EXERCISE OBJECTIVE: Return all the entries word for word.

Records from a data source:

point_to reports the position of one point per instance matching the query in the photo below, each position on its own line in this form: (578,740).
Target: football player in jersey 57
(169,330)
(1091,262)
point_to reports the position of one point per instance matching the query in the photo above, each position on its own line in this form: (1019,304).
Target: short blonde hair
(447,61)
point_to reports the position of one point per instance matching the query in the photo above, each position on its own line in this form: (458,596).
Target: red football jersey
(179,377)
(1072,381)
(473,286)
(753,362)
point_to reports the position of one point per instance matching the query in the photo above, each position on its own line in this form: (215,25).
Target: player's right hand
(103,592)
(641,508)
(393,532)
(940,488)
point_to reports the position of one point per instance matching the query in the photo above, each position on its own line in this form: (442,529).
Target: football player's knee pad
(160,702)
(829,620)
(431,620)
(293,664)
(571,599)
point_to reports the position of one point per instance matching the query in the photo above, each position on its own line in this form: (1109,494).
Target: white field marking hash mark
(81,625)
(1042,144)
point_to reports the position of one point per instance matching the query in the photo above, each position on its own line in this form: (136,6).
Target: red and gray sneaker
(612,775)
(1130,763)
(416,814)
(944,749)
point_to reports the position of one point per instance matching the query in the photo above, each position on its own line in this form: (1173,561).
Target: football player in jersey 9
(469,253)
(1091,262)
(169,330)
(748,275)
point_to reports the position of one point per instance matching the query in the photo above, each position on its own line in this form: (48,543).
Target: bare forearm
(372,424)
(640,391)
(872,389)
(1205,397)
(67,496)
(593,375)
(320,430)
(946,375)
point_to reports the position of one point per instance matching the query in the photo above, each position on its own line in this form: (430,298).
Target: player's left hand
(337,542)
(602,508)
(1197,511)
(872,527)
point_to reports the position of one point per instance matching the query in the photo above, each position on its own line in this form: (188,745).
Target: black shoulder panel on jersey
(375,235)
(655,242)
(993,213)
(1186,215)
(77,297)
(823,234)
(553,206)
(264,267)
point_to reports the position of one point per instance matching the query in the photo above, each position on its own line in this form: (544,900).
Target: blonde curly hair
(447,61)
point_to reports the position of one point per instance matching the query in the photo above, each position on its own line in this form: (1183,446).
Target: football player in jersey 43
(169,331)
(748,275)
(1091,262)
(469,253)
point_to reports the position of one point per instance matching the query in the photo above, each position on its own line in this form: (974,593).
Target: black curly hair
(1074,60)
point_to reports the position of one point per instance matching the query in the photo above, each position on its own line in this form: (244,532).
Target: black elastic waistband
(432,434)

RESPONSE:
point_to reports the position of one point per instance matching the query in the photo below, each position on its own line in this form: (578,740).
Target: football player in jersey 57
(169,330)
(1091,262)
point_to reports the position of one point per instance matching the query in the photo above, each position on its own line in this form: (1019,304).
Target: short blonde hair
(447,61)
point_to reports the position of one point per instance matching the query in the photo above, each position on its own line in this form: (458,596).
Target: red football jersey
(179,377)
(1072,381)
(473,286)
(753,362)
point_to reports the position of one point per instance matching the query in the photo above, each position on its own line in this form: (215,25).
Target: player's right hand
(103,592)
(641,508)
(393,532)
(940,488)
point_to reports the position of one point per instance matching the query in the photo above, each position on its own line in this form: (442,529).
Target: football player's knee pad
(160,702)
(829,620)
(431,620)
(293,664)
(571,599)
point_to reports the position of one point per instance matching the query in the photo above, each position on its own line in this form: (1109,494).
Target: white field marking hash mark
(81,625)
(1042,144)
point_to reports the position of one point per instance matching the query in the photo above, each position on its own line in this form: (136,6).
Target: red and gray sneaker
(612,775)
(1130,763)
(416,814)
(944,749)
point_to reports the position of one point per instance matching the query in the photo above, each position on its own line in this form: (1173,561).
Target: football player in jersey 9
(469,253)
(1091,262)
(169,330)
(748,275)
point_to reports the position of one point per instance matching the query in the photo above, each position on its own line in this form: (48,543).
Target: bare forearm
(372,424)
(640,391)
(872,389)
(1205,397)
(67,496)
(593,375)
(320,430)
(946,375)
point_to reports the position of one point per instance matching the query in the photo above, each position on its own line in this form: (430,298).
Target: player's left hand
(337,542)
(602,508)
(1197,511)
(872,527)
point_to reports the position of one point per instance matching the query in the photo above, each position on its own line in this form: (188,745).
Target: black shoulder panel on jersey
(375,235)
(655,242)
(993,213)
(1186,215)
(77,297)
(823,234)
(553,206)
(264,267)
point_to reports the position of one point per instance matching the query in the photo above, each position on its own line in this form: (544,900).
Target: blonde curly hair
(447,61)
point_to reports the position of one point per instance matching the query in the photo above, each position on its own line in this form: (1183,446).
Target: football player in jersey 43
(169,331)
(748,275)
(1091,262)
(469,253)
point_to reports the position of one point per instance matching the query in the photo above, each position on its own line in this form: (974,593).
Target: black curly hair
(1074,60)
point_to reports the position of one point per instance matching the query in the photo above, each position on its own line in this form: (244,532).
Target: black elastic waistband
(432,434)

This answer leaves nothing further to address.